WORK REQUEST: Quote exactly, and only, the lines from the one with "Mark every instance of the sky" through the end of the listing.

== Segment start ==

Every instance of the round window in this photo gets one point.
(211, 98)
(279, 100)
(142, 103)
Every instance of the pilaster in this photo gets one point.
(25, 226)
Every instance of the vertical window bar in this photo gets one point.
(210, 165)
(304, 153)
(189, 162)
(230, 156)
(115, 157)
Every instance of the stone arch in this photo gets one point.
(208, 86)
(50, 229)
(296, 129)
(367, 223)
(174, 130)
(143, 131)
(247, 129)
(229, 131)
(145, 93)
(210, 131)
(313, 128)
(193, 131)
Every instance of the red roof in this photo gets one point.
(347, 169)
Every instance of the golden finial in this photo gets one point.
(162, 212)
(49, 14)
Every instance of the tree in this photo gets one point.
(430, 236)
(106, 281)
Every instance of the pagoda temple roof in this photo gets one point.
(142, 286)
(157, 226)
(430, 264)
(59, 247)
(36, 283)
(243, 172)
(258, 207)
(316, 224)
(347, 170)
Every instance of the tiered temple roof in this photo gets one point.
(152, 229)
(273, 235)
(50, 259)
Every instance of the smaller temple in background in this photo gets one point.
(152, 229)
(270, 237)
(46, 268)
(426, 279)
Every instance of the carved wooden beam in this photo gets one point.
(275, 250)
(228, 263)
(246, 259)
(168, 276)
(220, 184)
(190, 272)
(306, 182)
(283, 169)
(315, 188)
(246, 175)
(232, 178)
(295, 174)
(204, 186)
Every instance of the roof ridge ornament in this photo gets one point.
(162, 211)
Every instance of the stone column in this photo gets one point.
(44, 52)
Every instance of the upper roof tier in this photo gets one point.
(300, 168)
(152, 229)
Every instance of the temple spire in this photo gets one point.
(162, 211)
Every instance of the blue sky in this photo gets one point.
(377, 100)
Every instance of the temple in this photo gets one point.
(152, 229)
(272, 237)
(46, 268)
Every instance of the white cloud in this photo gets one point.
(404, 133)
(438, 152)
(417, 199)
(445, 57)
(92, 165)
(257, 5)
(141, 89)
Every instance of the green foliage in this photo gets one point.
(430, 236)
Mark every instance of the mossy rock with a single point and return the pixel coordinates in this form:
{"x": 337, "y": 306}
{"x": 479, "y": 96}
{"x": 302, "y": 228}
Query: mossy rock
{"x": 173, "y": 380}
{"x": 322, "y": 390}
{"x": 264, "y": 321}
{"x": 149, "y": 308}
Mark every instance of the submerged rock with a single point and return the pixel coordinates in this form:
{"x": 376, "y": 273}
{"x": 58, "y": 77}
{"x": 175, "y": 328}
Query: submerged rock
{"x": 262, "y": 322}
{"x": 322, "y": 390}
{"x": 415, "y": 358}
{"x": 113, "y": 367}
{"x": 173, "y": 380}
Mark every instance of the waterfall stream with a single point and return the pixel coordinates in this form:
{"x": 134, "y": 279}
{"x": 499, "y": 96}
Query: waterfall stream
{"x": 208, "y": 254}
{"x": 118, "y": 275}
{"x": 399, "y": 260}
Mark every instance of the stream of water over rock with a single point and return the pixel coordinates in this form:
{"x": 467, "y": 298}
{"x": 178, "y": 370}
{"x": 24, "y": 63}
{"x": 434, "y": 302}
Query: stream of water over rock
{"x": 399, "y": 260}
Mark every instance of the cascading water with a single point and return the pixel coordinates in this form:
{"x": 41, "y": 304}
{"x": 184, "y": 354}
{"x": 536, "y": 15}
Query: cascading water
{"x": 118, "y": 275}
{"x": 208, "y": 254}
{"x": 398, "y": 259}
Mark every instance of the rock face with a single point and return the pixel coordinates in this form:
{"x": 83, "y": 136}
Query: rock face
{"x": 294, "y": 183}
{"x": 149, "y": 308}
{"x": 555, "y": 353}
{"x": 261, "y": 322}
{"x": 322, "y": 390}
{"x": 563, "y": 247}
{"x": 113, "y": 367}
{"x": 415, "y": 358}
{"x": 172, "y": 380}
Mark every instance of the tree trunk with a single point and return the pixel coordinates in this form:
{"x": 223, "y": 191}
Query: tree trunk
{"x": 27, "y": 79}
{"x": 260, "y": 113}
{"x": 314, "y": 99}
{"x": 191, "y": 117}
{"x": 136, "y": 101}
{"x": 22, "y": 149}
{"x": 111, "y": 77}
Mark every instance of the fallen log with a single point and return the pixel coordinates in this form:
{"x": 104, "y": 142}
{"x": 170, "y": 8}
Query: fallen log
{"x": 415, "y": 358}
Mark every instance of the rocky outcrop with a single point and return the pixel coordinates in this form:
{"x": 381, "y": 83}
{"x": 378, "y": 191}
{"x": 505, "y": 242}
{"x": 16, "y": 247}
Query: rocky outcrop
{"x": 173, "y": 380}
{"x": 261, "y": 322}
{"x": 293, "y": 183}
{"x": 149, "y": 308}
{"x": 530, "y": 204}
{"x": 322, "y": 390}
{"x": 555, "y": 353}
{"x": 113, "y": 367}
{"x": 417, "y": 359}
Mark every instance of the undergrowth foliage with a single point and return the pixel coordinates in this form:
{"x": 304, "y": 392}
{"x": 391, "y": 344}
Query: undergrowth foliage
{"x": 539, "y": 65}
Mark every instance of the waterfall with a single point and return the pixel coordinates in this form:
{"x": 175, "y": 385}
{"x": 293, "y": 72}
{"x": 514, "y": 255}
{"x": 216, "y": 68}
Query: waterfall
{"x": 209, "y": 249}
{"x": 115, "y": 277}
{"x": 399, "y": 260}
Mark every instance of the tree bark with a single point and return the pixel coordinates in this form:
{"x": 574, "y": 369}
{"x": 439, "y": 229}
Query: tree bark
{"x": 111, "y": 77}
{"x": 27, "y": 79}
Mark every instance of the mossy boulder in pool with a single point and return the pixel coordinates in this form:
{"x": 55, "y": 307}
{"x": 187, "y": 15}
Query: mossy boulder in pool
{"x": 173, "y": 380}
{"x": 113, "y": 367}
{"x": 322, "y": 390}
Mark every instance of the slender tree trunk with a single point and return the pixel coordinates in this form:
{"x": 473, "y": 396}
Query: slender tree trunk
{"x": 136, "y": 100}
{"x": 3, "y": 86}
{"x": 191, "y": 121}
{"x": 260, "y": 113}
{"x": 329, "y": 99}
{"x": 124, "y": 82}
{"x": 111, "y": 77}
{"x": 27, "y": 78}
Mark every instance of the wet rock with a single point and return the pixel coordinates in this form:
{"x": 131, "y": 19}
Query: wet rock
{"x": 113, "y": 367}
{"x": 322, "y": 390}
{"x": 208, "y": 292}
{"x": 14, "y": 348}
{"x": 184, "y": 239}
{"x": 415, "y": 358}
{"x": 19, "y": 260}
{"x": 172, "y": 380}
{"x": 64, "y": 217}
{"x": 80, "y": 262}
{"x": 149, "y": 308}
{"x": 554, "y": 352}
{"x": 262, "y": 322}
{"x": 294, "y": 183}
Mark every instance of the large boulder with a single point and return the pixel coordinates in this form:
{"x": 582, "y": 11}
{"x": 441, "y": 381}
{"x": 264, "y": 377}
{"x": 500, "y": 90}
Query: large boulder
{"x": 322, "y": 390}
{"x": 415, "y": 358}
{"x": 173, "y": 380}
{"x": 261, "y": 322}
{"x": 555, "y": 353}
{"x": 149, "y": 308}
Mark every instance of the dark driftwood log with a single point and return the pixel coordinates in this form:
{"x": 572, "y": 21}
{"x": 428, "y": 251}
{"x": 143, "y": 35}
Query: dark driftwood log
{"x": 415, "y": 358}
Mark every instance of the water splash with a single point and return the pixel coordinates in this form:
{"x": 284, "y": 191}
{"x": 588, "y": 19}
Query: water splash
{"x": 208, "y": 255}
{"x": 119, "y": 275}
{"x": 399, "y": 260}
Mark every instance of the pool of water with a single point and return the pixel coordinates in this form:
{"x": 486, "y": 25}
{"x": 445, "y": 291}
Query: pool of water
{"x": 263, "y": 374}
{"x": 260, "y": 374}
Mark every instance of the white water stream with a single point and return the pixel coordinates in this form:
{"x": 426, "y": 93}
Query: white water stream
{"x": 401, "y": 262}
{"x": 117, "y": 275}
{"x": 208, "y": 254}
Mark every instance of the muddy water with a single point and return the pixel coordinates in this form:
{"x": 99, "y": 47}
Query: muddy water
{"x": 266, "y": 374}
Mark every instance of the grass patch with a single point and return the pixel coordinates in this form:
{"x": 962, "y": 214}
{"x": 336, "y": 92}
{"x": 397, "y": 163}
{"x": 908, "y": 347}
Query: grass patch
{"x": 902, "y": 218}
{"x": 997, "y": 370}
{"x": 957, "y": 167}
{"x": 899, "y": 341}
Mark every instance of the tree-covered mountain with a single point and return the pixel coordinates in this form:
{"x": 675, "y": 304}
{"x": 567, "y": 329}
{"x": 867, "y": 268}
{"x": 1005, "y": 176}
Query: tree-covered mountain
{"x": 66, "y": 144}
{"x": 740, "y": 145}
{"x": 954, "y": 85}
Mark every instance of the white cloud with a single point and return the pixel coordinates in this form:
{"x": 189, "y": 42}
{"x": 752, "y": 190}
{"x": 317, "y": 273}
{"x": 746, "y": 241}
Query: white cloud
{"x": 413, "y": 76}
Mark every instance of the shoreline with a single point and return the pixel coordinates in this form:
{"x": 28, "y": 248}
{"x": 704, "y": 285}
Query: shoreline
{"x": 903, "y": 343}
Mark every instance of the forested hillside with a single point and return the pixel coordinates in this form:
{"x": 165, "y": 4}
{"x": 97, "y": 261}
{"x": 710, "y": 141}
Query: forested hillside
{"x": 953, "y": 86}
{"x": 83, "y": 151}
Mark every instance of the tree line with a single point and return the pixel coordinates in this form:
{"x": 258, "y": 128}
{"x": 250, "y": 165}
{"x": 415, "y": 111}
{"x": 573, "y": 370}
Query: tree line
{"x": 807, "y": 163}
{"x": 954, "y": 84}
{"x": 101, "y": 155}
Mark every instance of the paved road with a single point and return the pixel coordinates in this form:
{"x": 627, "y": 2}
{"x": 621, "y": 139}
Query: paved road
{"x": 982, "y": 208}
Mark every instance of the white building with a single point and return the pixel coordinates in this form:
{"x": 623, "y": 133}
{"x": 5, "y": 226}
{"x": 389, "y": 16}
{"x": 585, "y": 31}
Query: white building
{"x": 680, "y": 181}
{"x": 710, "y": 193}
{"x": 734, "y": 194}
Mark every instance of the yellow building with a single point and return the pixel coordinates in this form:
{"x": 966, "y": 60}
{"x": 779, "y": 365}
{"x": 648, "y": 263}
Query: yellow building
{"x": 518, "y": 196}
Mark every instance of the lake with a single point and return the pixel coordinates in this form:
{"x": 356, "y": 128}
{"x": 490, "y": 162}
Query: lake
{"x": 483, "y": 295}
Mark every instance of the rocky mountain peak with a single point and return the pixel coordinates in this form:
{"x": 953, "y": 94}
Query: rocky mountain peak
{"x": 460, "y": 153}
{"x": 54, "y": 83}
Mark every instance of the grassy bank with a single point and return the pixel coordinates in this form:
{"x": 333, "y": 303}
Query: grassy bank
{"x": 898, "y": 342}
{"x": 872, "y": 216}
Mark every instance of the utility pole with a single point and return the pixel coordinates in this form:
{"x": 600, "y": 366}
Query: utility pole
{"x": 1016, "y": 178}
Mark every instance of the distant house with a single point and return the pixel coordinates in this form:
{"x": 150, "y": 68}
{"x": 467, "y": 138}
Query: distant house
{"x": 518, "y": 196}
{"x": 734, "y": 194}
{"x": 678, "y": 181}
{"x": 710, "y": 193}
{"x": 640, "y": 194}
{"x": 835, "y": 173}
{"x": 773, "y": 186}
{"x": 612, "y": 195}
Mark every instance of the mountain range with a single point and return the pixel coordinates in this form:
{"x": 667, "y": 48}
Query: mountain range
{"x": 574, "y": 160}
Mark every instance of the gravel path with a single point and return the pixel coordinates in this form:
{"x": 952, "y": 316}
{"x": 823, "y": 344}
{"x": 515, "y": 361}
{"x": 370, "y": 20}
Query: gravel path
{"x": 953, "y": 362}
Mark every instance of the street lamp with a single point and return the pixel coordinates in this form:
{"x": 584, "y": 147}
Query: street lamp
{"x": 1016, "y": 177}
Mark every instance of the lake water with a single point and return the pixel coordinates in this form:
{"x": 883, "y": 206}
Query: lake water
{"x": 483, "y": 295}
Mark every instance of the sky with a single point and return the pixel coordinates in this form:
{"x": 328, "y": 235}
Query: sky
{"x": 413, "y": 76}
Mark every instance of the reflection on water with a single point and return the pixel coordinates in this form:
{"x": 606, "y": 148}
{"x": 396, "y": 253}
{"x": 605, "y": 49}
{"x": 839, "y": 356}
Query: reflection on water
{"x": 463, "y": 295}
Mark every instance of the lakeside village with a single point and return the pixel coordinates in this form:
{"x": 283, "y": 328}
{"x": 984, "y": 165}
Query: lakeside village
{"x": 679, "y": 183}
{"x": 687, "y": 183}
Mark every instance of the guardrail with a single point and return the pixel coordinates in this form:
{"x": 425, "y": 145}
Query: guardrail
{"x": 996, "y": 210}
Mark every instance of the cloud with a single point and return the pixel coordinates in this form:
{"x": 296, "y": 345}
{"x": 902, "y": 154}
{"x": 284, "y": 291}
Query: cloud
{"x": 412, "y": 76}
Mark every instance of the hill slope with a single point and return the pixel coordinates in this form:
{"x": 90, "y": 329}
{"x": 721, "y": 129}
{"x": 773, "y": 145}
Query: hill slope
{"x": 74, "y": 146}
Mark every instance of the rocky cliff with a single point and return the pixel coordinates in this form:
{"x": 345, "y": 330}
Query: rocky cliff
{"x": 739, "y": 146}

== Segment end ==

WRITTEN RESPONSE:
Mark every instance of the sky with a single point and return the pixel coordinates in this form:
{"x": 328, "y": 235}
Query: sky
{"x": 413, "y": 76}
Mark every instance of the reflection on water with a single point and return the pixel coordinates in this form:
{"x": 606, "y": 148}
{"x": 396, "y": 253}
{"x": 605, "y": 49}
{"x": 839, "y": 356}
Query: reflection on water
{"x": 463, "y": 295}
Mark every instance of the lakeside village with a single point and return the pixel coordinates in this form:
{"x": 283, "y": 328}
{"x": 984, "y": 165}
Query: lakeside village
{"x": 679, "y": 183}
{"x": 687, "y": 183}
Mark every instance of the guardrail with a single point and return the pixel coordinates in this form:
{"x": 425, "y": 145}
Query: guardrail
{"x": 996, "y": 210}
Mark every instance of the cloud with a single point and return the pixel coordinates in this form:
{"x": 296, "y": 345}
{"x": 902, "y": 154}
{"x": 284, "y": 291}
Query: cloud
{"x": 412, "y": 76}
Mark every instance of the hill slope with a single point and return the pixel coordinates in this form:
{"x": 90, "y": 329}
{"x": 721, "y": 129}
{"x": 773, "y": 145}
Query: hill slope
{"x": 74, "y": 146}
Mark every instance of the rocky cliff with a single point and return the pixel coordinates in this form:
{"x": 345, "y": 330}
Query: rocky cliff
{"x": 739, "y": 146}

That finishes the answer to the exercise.